Source excerpt:
-------

Times being what they are, it's the (I think, rather endearing) habit of contemporary polytheist cultures to name commercial products after deities.

If you don't believe me, check out your nearest Indian grocer; you'll find various Laxmi Brand foodstuffs on practically every shelf (Lakshmi being the goddess of wealth and opulence).

That's how I came by 10 pounds of Baba Yagá brand flour.

A friend of mine is priest-in-residence at a Slavic temple over in “St” Paul. Among the resident deities there is Baba Yagá, the scary old hag-witch of Russian folklore. (She's the one that lives in the hut with chicken legs and flies in a mortar and pestle.)

There Baba Yagá receives offerings daily, in a fine old pagan tradition known as propitiation. It's never a bad idea to keep the dangerous ones happy.

-------

Record extracts:
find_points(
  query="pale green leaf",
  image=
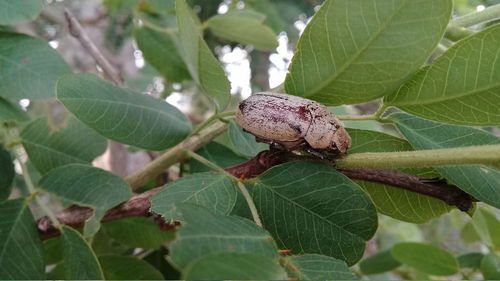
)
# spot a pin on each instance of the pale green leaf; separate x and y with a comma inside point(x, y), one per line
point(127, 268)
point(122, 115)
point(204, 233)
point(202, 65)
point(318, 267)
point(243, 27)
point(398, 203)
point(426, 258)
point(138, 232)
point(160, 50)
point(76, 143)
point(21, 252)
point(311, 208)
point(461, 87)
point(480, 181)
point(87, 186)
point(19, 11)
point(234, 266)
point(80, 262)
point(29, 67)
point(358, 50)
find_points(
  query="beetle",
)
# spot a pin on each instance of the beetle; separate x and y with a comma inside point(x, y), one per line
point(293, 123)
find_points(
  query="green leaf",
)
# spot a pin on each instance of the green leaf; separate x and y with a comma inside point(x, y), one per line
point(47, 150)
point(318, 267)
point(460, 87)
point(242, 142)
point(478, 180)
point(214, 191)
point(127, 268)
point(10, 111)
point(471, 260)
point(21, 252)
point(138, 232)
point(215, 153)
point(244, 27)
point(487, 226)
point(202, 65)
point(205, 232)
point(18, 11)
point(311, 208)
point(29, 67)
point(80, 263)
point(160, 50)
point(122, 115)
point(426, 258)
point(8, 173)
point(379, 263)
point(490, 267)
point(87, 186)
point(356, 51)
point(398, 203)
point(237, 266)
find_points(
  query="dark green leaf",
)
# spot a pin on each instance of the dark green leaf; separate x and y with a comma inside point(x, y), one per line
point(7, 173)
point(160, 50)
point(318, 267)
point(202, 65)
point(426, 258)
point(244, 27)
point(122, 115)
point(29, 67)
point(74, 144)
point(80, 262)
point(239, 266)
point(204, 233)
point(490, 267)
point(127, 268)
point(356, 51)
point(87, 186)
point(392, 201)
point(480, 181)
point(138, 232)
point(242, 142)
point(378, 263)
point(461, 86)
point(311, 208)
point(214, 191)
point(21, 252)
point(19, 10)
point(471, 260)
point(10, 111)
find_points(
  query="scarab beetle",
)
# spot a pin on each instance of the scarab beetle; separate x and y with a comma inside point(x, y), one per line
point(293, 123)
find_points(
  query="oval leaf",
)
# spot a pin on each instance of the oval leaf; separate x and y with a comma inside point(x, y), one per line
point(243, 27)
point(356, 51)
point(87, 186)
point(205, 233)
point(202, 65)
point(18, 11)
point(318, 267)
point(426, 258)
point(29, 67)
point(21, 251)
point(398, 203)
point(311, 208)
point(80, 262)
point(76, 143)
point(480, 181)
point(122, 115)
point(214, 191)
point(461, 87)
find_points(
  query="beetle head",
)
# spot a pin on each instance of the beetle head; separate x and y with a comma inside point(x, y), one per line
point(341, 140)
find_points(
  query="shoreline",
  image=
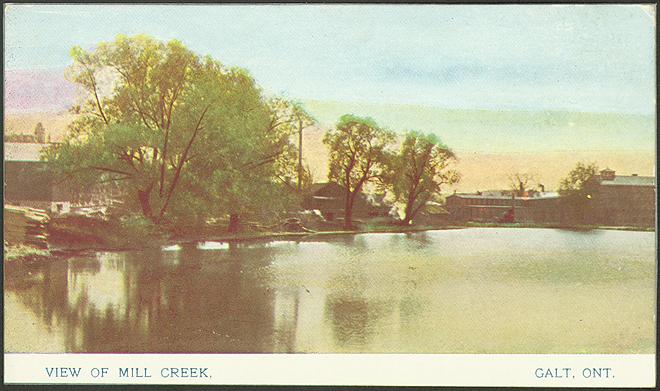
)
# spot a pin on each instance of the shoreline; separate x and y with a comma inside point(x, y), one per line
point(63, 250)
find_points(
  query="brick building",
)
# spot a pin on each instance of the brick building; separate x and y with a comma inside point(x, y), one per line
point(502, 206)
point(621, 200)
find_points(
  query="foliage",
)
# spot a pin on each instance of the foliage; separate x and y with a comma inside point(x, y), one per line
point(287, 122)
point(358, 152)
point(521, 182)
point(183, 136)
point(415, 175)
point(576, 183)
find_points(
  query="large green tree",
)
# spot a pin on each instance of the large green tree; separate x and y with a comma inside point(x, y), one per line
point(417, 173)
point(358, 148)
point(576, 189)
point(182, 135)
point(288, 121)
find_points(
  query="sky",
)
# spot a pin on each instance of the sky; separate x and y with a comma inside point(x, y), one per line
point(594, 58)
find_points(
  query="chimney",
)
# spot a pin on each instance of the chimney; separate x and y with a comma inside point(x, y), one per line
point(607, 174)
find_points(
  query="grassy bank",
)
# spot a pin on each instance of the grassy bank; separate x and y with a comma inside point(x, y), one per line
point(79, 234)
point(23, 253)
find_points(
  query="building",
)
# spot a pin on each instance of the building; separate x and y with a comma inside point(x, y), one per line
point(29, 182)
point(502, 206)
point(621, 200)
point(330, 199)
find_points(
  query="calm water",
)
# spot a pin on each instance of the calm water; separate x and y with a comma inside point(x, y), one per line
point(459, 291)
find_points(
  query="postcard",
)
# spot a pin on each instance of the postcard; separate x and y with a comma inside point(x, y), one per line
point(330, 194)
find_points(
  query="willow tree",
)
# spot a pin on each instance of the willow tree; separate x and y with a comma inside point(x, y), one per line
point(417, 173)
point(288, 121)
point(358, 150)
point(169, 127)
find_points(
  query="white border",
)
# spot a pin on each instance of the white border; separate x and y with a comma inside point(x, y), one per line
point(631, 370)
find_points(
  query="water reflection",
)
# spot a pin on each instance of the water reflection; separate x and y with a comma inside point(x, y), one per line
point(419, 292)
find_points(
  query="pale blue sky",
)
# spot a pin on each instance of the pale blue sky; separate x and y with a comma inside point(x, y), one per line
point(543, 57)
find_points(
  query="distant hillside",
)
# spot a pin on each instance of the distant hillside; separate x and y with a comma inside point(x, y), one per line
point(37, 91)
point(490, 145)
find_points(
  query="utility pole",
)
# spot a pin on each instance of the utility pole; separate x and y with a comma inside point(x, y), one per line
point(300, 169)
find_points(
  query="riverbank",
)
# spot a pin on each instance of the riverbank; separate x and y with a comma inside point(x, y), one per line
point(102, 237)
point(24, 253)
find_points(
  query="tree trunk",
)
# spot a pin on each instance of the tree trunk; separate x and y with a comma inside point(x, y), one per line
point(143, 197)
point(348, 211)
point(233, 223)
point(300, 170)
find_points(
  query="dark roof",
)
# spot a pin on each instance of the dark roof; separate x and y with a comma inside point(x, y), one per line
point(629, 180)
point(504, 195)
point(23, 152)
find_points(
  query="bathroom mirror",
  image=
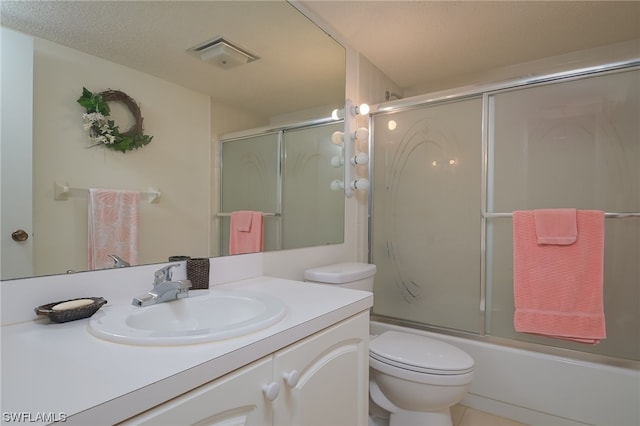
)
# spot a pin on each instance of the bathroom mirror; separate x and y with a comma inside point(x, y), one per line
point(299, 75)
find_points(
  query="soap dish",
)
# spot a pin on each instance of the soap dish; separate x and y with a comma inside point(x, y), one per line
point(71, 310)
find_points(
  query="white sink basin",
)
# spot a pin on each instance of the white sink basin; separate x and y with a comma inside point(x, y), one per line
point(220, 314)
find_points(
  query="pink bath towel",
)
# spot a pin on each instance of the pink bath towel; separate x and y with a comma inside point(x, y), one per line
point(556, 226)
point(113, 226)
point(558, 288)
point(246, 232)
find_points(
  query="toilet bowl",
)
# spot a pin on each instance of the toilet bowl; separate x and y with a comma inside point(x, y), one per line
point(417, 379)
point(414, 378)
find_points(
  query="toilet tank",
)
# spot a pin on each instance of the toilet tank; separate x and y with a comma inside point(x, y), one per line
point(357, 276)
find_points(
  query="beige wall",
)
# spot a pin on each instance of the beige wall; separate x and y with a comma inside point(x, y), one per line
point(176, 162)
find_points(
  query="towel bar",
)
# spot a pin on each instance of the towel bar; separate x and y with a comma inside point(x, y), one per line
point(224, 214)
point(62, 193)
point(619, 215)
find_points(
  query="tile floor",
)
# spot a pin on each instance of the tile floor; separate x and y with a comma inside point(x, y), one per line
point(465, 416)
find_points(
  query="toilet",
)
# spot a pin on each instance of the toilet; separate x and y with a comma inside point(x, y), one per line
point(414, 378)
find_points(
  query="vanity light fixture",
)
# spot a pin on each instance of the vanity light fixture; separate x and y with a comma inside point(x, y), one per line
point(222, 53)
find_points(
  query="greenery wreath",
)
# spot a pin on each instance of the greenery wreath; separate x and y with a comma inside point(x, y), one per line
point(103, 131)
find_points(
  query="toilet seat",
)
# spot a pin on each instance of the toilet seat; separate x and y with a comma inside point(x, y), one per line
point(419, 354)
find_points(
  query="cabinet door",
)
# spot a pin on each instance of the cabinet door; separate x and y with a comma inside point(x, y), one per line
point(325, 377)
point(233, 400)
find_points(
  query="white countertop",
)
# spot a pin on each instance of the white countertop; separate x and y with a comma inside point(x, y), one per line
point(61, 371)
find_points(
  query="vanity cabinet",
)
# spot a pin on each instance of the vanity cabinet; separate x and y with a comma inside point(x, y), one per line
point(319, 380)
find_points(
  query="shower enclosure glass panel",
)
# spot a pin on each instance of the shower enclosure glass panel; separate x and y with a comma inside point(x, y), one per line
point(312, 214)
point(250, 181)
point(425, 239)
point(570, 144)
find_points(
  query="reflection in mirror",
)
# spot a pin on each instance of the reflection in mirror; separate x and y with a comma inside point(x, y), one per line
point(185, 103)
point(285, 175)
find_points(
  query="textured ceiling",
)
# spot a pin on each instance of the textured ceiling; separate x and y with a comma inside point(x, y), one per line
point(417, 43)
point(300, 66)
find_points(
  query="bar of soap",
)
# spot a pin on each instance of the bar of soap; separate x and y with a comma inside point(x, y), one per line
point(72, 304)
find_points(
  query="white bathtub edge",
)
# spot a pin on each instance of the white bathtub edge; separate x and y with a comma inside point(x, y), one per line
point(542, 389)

-------

Exercise A: In the passage about Baba Yagá brand flour, what name is given to the pagan tradition of making daily offerings to her?
Exercise B: Summarize the passage about Baba Yagá brand flour in two sentences.
Exercise C: Pick up the passage about Baba Yagá brand flour after its final sentence and keep writing.

Exercise output A: Propitiation.

Exercise output B: Contemporary polytheist cultures often name commercial products after deities, such as the Laxmi Brand foods sold in Indian groceries, which is how the writer came to have 10 pounds of Baba Yagá brand flour. A friend is priest-in-residence at a Slavic temple in St. Paul, where Baba Yagá, the frightening hag-witch of Russian folklore, receives daily offerings to keep her happy.

Exercise output C:
(I might add that the Great Recession didn't hit the Twin Cities with anywhere near the impact that it did elsewhere, and that our unemployment rate here is low compared to the rest of the country. Whether or not this has anything to do with Baba Yagá, I'm not qualified to say. It's certainly an interesting coincidence.)

After the ritual every day, it's customary to remove the offerings from the altar, and to consume this consecrated food, which now packs an extra little zing of goodness.

That's how I came to have 50 pounds of whole wheat berries on my back porch. The friend of a friend who owns a mill (welcome to the New Pagan Economy) has been grinding it for me into flour, 5 pounds at a time.

It bakes into delicious whole wheat bread with a rich, nutty savor.

Courtesy of Baba Yagá.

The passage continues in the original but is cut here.